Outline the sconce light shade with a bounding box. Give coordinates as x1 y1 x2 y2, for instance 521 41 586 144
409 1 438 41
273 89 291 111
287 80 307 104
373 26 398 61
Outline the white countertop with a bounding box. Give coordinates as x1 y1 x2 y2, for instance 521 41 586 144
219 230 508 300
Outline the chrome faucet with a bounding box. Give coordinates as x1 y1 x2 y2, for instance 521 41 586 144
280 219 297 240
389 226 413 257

_ _ _ _ _

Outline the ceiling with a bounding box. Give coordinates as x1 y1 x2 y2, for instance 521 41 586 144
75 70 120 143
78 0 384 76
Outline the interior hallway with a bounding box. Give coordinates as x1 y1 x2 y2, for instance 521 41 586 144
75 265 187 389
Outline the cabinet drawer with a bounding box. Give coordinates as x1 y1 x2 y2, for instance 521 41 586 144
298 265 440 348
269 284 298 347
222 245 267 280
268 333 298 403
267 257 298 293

_ _ _ _ _

◆ Problem description: Please locate every line in the data above that contains the word "cabinet" and copy each one in full.

◆ Full solution:
Outline the cabinet drawer with a bounding box. Give coordinates as x1 y1 x2 y2, for instance 521 41 586 144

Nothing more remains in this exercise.